» Written task
After locating the line that contains "such as [560,43].", quote it and all lines after it through the end of the entries, and nothing more. Pictures stay out.
┌─ Given records
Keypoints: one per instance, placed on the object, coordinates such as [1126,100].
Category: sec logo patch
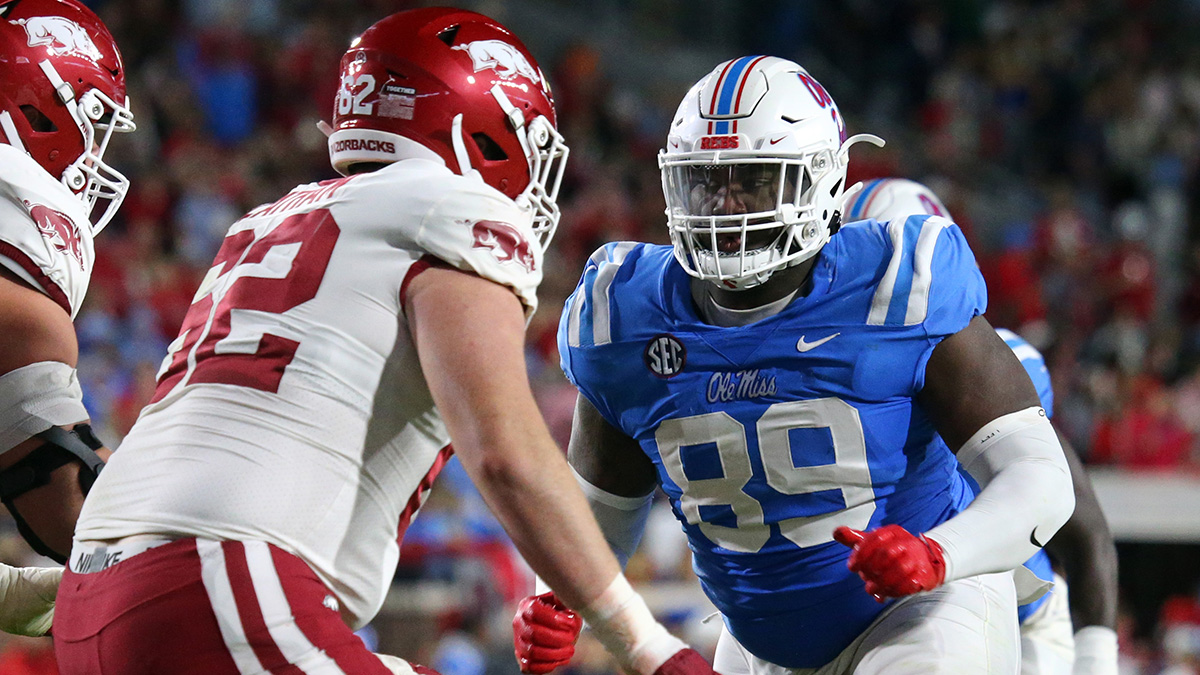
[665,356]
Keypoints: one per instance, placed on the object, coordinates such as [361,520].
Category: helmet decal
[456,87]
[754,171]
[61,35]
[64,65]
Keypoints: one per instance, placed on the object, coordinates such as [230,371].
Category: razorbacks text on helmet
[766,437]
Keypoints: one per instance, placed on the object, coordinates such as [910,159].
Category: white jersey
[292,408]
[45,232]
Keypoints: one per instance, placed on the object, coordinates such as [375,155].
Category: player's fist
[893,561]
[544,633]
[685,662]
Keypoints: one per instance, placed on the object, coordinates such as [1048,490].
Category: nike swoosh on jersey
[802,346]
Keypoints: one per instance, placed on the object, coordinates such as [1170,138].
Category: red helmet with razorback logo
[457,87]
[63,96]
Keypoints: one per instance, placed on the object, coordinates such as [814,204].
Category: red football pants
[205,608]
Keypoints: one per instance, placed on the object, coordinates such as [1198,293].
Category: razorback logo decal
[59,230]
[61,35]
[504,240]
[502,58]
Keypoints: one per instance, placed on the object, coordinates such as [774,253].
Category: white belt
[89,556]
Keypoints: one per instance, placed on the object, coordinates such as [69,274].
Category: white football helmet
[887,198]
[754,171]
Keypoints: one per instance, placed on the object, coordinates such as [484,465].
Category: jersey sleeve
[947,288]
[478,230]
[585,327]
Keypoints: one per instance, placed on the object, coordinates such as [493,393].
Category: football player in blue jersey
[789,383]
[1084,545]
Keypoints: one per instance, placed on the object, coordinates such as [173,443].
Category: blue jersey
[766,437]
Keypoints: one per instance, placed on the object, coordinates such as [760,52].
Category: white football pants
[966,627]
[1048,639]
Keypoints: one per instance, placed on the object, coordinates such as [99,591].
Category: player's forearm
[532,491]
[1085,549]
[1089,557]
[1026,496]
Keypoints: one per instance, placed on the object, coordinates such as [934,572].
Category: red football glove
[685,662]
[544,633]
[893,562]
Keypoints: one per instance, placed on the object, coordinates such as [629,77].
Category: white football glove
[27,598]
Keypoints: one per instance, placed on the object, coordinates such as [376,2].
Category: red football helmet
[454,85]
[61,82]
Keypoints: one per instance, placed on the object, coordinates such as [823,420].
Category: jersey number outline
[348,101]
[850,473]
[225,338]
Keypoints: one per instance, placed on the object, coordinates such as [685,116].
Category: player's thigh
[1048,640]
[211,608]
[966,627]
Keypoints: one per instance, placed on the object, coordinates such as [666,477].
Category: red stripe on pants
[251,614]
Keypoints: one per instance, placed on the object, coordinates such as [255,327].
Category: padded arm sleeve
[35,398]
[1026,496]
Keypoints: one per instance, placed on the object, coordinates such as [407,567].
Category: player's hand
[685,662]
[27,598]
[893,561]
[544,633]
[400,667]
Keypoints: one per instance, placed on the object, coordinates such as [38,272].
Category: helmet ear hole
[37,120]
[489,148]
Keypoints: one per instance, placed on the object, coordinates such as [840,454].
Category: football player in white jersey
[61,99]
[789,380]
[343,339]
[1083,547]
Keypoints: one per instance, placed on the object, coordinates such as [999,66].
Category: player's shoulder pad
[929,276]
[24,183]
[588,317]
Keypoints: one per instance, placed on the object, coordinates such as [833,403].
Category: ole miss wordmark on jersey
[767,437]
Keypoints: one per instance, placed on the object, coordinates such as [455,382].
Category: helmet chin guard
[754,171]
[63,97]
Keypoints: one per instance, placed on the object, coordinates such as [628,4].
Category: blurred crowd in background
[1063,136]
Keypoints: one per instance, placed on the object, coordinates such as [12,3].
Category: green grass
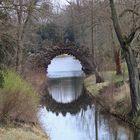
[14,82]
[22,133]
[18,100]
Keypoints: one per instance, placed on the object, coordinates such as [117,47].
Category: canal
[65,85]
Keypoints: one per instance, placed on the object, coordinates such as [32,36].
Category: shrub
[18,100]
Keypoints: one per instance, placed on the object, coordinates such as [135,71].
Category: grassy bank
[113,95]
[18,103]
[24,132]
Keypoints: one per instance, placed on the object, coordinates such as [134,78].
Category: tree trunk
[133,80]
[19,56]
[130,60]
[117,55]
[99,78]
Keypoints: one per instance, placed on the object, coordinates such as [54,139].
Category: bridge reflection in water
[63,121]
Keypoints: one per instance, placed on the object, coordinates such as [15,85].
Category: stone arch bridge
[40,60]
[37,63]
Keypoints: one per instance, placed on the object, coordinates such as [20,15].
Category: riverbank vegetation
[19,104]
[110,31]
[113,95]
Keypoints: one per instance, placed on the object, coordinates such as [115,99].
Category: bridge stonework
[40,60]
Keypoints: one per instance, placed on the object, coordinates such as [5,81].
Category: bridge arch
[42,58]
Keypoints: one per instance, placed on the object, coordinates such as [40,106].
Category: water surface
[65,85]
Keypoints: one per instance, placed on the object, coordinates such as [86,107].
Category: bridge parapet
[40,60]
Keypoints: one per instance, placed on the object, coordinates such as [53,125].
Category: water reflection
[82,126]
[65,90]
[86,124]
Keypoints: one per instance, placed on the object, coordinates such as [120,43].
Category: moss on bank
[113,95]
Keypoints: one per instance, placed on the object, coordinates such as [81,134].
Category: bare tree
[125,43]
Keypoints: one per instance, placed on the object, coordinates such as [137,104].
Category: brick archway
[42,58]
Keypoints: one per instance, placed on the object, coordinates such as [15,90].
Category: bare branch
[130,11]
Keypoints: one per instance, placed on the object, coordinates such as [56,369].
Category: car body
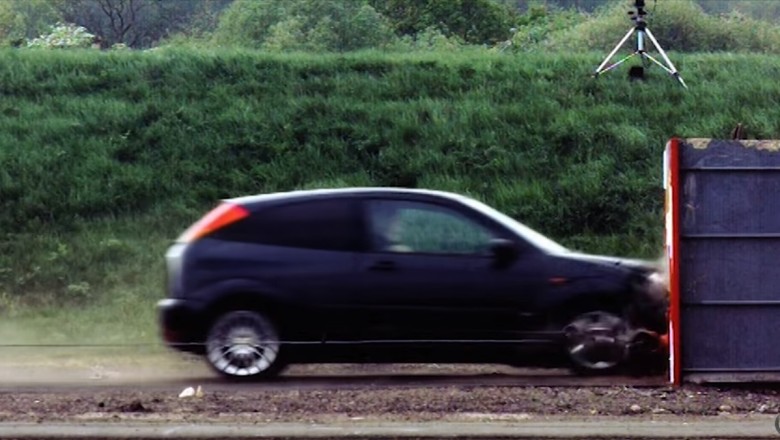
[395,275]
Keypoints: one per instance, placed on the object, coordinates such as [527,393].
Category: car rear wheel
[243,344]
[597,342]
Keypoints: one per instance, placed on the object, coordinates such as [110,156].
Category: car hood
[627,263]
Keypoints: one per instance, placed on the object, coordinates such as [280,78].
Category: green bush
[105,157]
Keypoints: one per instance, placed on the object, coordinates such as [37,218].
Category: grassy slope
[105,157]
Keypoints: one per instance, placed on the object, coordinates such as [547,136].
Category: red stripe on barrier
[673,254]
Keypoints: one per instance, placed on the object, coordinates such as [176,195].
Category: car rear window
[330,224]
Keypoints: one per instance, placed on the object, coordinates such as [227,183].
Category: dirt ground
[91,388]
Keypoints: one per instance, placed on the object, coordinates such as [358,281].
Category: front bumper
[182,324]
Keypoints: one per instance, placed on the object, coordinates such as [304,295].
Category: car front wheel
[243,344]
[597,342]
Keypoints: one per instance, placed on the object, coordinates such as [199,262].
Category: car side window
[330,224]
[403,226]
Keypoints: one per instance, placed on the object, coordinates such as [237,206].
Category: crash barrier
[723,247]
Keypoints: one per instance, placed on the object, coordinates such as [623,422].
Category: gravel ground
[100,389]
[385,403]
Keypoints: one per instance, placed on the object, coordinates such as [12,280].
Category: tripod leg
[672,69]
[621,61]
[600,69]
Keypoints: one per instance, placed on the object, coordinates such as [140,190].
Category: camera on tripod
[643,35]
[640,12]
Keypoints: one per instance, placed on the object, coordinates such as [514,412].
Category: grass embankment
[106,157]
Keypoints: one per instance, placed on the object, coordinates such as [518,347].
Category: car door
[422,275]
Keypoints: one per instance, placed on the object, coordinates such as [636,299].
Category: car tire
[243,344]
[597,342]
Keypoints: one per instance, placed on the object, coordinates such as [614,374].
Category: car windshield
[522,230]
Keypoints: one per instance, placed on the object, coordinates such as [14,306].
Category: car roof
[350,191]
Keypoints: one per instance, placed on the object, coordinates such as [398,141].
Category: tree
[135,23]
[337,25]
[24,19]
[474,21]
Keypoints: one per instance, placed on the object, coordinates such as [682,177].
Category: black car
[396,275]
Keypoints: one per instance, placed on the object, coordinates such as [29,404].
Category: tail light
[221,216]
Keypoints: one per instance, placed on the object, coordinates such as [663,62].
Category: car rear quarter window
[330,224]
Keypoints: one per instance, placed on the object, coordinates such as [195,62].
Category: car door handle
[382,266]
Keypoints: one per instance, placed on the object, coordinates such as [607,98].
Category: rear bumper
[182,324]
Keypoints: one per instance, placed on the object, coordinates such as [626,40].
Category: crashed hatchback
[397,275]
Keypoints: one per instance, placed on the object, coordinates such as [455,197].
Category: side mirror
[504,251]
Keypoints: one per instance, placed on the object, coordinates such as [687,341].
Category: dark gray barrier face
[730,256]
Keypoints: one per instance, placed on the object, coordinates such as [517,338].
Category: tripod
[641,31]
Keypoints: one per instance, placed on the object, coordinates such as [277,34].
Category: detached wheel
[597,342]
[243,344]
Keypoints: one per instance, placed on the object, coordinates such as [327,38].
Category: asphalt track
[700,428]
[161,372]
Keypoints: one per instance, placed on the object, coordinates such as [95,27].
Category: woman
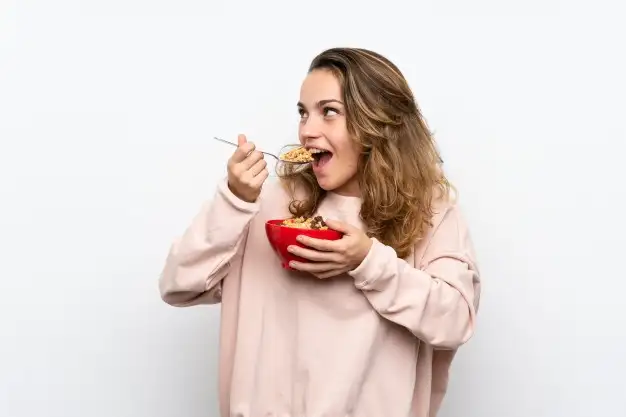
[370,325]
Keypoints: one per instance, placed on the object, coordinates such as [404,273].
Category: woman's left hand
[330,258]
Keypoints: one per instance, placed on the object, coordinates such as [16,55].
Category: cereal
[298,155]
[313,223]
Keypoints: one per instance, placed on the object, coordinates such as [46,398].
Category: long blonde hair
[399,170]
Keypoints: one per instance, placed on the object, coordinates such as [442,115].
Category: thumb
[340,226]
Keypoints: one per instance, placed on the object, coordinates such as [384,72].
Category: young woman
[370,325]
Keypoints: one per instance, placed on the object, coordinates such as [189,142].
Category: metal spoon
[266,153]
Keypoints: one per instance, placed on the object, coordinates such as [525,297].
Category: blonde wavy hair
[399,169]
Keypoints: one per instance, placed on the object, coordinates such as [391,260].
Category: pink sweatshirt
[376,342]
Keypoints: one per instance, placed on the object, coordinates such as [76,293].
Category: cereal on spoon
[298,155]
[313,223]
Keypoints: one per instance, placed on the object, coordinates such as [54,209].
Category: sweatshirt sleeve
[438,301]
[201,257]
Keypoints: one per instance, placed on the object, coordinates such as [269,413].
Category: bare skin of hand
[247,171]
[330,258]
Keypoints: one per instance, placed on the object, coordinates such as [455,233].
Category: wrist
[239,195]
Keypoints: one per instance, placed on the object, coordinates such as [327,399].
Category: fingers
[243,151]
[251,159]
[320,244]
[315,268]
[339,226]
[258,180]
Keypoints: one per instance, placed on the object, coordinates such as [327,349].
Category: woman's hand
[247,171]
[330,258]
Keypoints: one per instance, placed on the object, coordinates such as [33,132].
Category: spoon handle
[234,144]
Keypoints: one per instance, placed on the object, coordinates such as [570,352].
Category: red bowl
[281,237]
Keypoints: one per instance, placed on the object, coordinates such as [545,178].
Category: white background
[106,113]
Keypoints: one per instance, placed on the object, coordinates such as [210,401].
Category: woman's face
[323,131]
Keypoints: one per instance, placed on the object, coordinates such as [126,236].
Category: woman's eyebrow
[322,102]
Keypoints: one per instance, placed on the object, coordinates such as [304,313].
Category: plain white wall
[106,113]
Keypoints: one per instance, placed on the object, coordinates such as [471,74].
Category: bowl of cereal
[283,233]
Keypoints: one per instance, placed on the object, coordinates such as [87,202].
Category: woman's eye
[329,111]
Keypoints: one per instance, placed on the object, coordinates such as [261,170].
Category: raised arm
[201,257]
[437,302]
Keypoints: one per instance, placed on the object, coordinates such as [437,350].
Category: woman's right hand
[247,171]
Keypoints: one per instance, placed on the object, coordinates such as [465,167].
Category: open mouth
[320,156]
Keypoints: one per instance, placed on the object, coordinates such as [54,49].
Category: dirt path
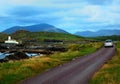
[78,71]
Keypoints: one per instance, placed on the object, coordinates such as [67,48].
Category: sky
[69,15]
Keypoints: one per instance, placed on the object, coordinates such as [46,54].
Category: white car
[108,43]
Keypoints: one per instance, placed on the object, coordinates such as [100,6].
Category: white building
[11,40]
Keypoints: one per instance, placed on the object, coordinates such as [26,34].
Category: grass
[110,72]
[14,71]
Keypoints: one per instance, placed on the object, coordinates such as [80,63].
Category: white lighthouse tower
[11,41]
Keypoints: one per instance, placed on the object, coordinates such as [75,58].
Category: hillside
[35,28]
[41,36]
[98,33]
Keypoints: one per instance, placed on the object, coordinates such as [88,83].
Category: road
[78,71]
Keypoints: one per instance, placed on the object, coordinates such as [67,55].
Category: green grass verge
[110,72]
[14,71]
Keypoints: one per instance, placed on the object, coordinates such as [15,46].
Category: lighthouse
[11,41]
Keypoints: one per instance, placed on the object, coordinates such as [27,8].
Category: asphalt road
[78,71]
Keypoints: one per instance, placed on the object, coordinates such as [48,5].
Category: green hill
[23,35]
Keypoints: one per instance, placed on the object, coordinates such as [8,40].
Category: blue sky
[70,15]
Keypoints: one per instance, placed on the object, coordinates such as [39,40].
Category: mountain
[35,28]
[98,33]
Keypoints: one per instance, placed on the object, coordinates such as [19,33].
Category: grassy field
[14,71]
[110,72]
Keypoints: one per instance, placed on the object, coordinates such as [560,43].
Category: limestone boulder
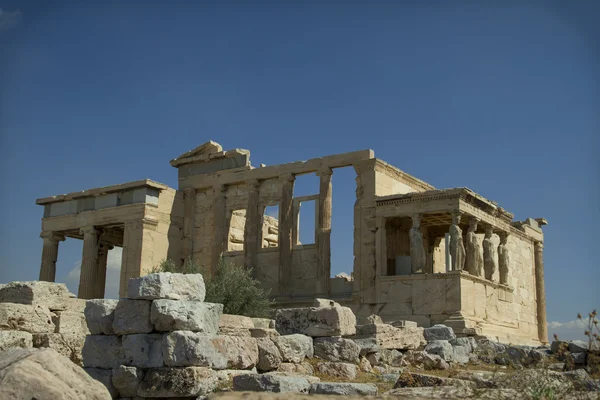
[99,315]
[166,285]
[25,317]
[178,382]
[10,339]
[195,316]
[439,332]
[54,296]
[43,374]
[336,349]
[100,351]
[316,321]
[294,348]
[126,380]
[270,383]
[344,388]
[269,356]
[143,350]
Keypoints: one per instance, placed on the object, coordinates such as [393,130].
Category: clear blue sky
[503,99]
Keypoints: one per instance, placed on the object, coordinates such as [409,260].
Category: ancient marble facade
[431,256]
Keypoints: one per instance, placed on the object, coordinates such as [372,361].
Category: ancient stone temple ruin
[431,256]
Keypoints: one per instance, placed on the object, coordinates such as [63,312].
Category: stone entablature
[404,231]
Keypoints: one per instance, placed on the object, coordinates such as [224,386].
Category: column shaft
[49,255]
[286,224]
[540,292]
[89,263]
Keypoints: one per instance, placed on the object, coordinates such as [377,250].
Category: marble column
└─
» Solution for this exercise
Keypoints: one per instance, placed on the object, coordinates such as [560,43].
Category: limestone boulder
[99,315]
[166,285]
[25,317]
[178,382]
[10,339]
[195,316]
[439,332]
[54,296]
[43,374]
[336,349]
[100,351]
[316,321]
[294,348]
[126,380]
[270,383]
[344,388]
[269,356]
[143,350]
Keypoints: one per instance, placed on the object, coordinates such as [393,130].
Category: clear blue sky
[503,99]
Keypoints: one per instance, placed on the object, coordinates such as [409,260].
Category: ancient marble facade
[431,256]
Keypoints: one per instance, placed on the object, coordinates such as [372,361].
Category: ancient stone temple ruin
[431,256]
Keypoints: one per instance, placed on the object, coordinates such as [63,312].
Category: stone entablature
[404,231]
Keypoints: one per instance, placed on the object, coordinates such as [224,386].
Category: column shaft
[49,255]
[286,224]
[540,292]
[89,263]
Keypoints: one per instance, placed on the object, coordinates such as [377,250].
Category: marble column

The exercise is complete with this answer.